====== THE DATA

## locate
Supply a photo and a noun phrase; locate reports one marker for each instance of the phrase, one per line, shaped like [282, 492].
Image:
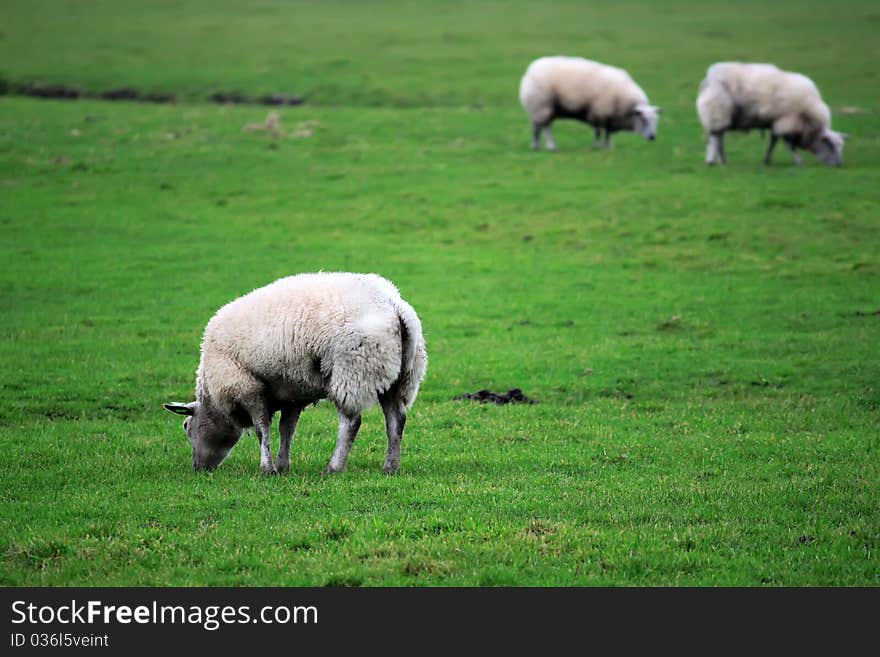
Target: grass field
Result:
[703, 342]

============

● EXERCISE GOAL: Your copy must reproduce the entries above in full, without their pictures.

● RESPONSE:
## locate
Supply a photo and a noun phrase; locate reports one marker for each instance of the phrase, one per line, shaped like [282, 492].
Image:
Target: grass field
Result:
[703, 342]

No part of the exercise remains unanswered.